**AIM OF THE TASK**
Pick out every line in the listing below that contains the word "white", and copy each of those lines.

**SOURCE MATERIAL**
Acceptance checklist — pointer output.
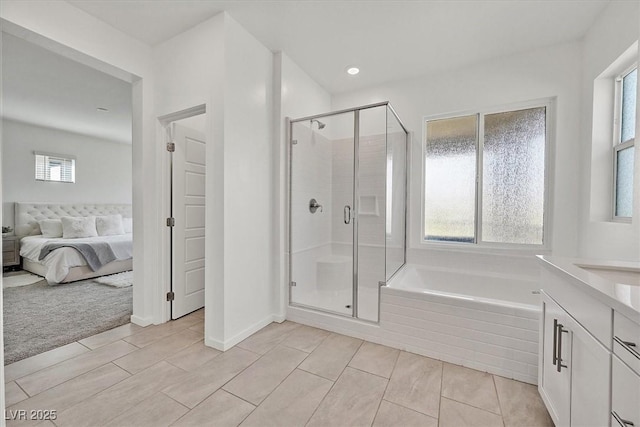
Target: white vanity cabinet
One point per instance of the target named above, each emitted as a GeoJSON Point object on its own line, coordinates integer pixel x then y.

---

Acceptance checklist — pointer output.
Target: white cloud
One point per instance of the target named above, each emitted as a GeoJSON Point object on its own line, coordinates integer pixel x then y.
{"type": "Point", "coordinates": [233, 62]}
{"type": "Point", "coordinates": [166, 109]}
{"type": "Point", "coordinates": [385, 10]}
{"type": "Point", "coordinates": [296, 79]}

--

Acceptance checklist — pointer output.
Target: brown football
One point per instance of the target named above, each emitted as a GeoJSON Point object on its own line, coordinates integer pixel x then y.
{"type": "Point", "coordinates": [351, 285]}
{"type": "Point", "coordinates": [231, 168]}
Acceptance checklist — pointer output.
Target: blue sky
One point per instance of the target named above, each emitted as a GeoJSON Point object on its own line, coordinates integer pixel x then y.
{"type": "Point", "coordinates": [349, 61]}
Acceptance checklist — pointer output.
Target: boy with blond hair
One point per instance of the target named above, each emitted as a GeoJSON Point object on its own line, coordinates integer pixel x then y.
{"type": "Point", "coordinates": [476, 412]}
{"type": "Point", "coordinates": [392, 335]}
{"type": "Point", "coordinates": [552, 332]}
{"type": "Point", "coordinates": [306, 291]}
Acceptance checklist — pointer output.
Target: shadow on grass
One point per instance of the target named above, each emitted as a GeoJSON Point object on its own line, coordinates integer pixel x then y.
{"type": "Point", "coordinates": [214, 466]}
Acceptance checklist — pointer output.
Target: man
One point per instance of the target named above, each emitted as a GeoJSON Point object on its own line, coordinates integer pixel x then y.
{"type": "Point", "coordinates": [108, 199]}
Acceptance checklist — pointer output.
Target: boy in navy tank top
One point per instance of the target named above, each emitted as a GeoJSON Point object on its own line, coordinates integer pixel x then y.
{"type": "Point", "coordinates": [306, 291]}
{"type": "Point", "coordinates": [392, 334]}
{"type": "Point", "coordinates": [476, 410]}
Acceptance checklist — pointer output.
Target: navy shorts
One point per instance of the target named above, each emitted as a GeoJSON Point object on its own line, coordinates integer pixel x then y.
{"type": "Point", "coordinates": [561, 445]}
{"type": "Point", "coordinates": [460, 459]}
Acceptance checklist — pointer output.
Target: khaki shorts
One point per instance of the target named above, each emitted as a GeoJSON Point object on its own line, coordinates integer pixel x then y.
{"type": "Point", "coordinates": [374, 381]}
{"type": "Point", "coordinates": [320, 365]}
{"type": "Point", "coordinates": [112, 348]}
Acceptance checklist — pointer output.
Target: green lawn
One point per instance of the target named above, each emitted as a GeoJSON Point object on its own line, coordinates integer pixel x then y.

**EXERCISE OUTPUT**
Target: white vanity cabinet
Target: white cloud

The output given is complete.